BEGIN MATERIAL SHOWN

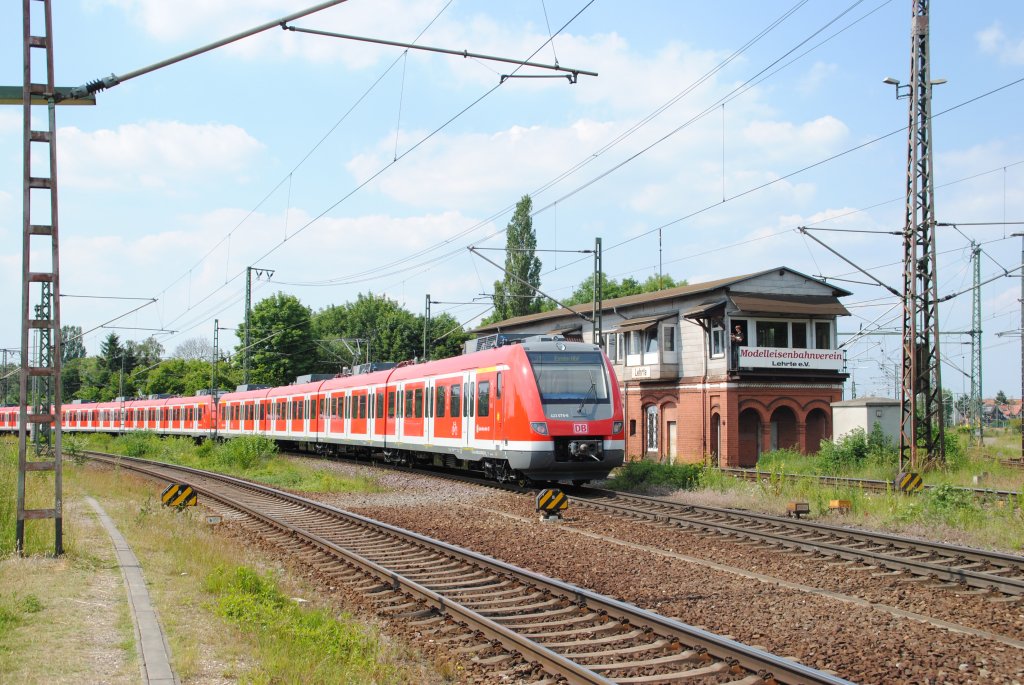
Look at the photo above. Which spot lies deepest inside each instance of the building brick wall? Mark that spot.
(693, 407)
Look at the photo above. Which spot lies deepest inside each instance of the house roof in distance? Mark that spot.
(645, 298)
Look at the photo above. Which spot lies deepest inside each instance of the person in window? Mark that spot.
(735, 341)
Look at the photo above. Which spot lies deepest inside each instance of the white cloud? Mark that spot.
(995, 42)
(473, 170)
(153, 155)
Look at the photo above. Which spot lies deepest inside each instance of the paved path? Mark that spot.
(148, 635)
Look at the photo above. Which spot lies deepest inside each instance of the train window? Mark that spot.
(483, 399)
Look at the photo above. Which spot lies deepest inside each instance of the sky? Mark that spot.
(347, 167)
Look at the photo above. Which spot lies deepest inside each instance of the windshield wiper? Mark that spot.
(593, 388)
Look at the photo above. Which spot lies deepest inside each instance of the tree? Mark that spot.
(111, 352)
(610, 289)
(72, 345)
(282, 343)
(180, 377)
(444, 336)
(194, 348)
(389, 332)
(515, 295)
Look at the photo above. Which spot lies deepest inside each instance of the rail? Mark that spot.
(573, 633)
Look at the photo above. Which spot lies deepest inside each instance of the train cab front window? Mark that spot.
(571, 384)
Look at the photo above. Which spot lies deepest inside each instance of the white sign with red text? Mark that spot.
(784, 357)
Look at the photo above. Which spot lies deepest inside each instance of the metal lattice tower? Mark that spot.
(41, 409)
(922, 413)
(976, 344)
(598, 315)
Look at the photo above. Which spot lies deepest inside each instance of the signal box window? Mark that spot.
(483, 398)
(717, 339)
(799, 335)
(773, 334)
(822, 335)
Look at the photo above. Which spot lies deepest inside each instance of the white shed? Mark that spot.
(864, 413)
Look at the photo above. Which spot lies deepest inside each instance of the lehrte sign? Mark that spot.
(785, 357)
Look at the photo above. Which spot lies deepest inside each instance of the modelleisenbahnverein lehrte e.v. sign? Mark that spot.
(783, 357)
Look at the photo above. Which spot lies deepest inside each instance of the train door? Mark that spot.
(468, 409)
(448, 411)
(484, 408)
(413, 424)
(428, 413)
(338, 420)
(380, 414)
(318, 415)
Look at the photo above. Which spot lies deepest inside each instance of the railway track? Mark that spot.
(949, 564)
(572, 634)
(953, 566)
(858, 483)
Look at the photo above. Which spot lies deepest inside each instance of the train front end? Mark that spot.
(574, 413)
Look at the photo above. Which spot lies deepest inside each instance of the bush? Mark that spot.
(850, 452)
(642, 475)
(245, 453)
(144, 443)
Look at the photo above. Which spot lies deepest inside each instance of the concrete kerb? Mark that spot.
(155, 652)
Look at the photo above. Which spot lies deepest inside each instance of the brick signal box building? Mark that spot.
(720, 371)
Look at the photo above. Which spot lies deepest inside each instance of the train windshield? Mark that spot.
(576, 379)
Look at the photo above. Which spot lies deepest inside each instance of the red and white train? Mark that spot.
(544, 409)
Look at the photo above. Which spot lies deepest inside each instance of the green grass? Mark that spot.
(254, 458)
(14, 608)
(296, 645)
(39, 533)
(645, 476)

END MATERIAL SHOWN

__INSTRUCTION__: Reproduce the lines word for word, starting at the one holding "track? Mark that spot." and ending at the final line of the material above.

__EXERCISE OUTPUT__:
Look at the photo above. Which spot lies deepest inside each instance of the railway track? Mark that spot.
(949, 564)
(572, 634)
(953, 566)
(858, 483)
Look at the photo above. Which spot lies deepest inside each instance of the train front end? Mark that spot.
(574, 413)
Look at the photo above. Which spot lies deepest inside each instance of the bush? Mark that spot.
(850, 452)
(642, 475)
(245, 453)
(144, 443)
Look at the photo above. Which spot lies deepest inside each instance of the concrete kerb? Mark that spot.
(155, 652)
Look at the photo above. Which spot lies deepest inside each instance of the brick signal box building? Mark that spot.
(720, 371)
Look at the photo above. Which spot lies deepest inside each instance of the train windshield? Mark that spot.
(576, 379)
Look at the photo above. Which spot lies deepest inside each instance of the red and white train? Mark that spot.
(544, 409)
Look at the photo above. Which spot lies deepest inside each instance of the green grass? Mark that spot.
(254, 458)
(14, 608)
(296, 645)
(39, 533)
(645, 476)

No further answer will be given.